## WORK REQUEST
Copy the tariff passage from "U.S. President Donald" to "reciprocal about them.", changing "trading partners" to "allies".

## EXCERPTED PASSAGE
# # #

U.S. President Donald Trump has shocked his trading partners with tariffs that he prefers to call "reciprocal"—though there is nothing reciprocal about them.

- RAJEEV KHER & HARSHA VARDHANA SINGH

Navigating the era of high US tariffs

These tariffs are calculated by arbitrarily halving the figure obtained by dividing the US trade deficit with a country by US imports from it, defying all reason and logic. The economic interests of smaller economies have suffered more as a result.

These "reciprocal" tariffs have created uncertainty and disruption in world trade, violating established norms and principles of international trade—including the fundamental World Trade Organization (WTO) principles of most-favoured nation (MFN) treatment, national treatment, and the rule that tariffs applied by a country cannot be more than its bound tariffs in the WTO. International trade rules have been turned upside down. This is a major blow to the WTO, at least until the rest of the world finds the courage or coherence to come together and resurrect it from the ensuing debris.

Significantly, the objective of this exercise has been thought through. Trade partners would be under pressure to: (a) negotiate and "mend their ways," as the order includes a possibility of US tariff reduction if "corrective" steps are taken by other nations (Vietnam has already announced its intention of reducing tariffs for the US); (b) refrain from retaliation, as the US could respond by increasing or expanding the scope of the duties imposed; and (c) focus on Annex II of the order, which provides a list of products for which the tariffs would not apply, including, for example, several pharmaceutical products. While this list covers products that may later be subject to safeguard measures, the idea of excluding certain product categories is worthwhile to consider.

# # #

## GIVEN DATA

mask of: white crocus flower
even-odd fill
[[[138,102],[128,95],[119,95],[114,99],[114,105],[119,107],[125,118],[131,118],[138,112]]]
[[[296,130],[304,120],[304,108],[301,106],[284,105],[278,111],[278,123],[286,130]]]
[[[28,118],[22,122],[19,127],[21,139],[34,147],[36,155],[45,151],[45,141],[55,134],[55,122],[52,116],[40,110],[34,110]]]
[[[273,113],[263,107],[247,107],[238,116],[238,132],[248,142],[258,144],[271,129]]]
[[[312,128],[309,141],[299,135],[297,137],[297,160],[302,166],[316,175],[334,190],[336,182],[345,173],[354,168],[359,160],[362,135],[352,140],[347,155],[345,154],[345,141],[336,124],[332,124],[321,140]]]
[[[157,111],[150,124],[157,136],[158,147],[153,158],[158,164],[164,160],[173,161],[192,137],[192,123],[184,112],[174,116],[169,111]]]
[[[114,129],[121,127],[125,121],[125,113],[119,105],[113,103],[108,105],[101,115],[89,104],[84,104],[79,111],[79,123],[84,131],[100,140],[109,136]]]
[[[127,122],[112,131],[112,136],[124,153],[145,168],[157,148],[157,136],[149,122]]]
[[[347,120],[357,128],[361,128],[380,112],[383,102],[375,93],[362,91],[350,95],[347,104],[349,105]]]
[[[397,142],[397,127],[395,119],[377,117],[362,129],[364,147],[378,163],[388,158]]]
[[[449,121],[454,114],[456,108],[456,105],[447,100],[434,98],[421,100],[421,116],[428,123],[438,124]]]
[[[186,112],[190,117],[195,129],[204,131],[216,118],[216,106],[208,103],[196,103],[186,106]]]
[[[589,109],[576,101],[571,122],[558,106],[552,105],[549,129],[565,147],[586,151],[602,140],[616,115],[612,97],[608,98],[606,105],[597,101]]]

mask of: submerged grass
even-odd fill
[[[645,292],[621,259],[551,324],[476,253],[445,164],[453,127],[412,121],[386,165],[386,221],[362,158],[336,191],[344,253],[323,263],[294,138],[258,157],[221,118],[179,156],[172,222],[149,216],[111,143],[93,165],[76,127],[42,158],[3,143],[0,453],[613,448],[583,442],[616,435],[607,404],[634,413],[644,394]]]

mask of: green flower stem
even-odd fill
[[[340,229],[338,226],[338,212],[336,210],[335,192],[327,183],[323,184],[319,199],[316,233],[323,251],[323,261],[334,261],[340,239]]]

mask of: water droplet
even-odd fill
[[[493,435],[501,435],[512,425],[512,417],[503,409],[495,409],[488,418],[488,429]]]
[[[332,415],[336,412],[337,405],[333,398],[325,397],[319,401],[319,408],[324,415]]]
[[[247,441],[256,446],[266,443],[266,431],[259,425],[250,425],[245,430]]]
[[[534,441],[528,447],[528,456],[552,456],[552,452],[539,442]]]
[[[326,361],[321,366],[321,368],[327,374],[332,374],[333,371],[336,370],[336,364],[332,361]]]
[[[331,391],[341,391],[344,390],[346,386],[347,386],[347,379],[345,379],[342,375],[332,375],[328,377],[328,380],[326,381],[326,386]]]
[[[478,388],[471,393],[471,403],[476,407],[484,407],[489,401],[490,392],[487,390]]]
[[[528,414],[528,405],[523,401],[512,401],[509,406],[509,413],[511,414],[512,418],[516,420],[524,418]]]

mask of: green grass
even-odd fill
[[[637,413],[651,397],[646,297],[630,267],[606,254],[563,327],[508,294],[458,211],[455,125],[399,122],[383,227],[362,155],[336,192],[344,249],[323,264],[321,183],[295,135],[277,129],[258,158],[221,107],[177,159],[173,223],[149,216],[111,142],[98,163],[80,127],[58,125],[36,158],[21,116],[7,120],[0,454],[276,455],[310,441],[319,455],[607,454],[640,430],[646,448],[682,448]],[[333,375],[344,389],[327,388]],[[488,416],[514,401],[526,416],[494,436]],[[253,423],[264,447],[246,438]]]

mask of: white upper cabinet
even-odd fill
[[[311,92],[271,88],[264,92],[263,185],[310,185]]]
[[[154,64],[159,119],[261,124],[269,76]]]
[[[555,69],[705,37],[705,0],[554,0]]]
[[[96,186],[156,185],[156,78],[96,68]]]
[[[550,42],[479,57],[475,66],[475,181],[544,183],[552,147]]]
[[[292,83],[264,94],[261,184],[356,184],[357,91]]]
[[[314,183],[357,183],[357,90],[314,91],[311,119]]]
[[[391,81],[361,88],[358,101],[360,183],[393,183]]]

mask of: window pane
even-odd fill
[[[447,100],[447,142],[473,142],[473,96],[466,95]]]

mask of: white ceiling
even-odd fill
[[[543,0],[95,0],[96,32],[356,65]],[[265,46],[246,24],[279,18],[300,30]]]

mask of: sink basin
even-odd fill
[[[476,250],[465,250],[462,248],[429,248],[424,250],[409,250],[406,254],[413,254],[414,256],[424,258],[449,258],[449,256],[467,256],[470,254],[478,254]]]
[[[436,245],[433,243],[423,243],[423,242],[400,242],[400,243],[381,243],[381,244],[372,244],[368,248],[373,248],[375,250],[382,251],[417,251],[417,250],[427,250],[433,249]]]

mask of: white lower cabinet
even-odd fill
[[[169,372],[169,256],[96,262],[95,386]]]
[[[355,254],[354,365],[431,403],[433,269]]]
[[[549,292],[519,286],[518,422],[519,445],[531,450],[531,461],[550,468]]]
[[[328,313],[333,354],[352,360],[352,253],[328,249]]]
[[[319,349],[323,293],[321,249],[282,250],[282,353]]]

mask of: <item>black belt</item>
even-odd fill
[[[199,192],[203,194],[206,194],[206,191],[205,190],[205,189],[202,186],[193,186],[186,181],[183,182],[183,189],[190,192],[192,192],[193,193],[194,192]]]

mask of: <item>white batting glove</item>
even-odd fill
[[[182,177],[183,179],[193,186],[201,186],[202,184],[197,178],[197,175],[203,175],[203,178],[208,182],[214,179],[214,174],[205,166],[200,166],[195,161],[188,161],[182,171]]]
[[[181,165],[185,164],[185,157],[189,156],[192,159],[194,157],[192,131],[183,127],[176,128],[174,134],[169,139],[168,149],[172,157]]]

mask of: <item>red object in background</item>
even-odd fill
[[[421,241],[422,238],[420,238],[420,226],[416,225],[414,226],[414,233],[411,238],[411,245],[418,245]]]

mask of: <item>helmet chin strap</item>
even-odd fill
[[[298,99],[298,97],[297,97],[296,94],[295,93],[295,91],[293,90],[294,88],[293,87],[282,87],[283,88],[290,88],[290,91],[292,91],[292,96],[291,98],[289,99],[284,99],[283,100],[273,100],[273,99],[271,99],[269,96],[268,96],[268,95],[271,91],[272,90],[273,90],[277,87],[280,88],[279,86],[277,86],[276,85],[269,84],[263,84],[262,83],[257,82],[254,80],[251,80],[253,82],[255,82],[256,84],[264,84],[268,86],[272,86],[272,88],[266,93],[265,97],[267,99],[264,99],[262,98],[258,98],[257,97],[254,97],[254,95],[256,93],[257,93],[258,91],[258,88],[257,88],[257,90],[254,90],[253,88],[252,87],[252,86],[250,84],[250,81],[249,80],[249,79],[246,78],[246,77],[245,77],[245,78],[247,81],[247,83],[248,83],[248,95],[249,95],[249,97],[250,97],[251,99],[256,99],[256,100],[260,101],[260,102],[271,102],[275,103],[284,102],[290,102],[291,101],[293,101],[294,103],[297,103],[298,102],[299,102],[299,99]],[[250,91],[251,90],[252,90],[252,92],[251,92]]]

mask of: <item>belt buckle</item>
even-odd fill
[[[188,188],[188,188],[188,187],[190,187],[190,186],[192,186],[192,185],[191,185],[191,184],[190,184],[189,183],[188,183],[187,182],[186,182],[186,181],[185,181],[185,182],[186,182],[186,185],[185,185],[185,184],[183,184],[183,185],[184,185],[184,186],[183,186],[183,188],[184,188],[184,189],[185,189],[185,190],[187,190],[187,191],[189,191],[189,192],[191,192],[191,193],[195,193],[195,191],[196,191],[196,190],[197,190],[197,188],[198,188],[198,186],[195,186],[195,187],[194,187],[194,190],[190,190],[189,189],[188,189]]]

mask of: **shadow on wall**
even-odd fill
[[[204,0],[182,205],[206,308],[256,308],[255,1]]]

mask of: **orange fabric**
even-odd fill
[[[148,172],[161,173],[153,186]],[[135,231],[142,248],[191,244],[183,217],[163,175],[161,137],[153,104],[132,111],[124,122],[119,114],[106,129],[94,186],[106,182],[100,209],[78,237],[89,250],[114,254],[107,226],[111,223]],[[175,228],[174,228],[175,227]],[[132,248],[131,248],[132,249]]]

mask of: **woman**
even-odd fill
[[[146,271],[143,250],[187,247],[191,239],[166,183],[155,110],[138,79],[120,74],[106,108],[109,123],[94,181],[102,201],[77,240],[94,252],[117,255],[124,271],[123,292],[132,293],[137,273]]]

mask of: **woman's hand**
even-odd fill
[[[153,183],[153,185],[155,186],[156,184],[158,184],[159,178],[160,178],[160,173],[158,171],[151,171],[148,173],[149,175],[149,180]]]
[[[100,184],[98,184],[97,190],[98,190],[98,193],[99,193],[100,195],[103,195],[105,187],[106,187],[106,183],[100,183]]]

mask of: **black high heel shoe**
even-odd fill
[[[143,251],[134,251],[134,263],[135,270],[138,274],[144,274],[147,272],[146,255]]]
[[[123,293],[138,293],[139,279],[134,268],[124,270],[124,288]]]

# # #

## REPLY TO THE TASK
U.S. President Donald Trump has shocked his allies with tariffs that he prefers to call "reciprocal"—though there is nothing reciprocal about them.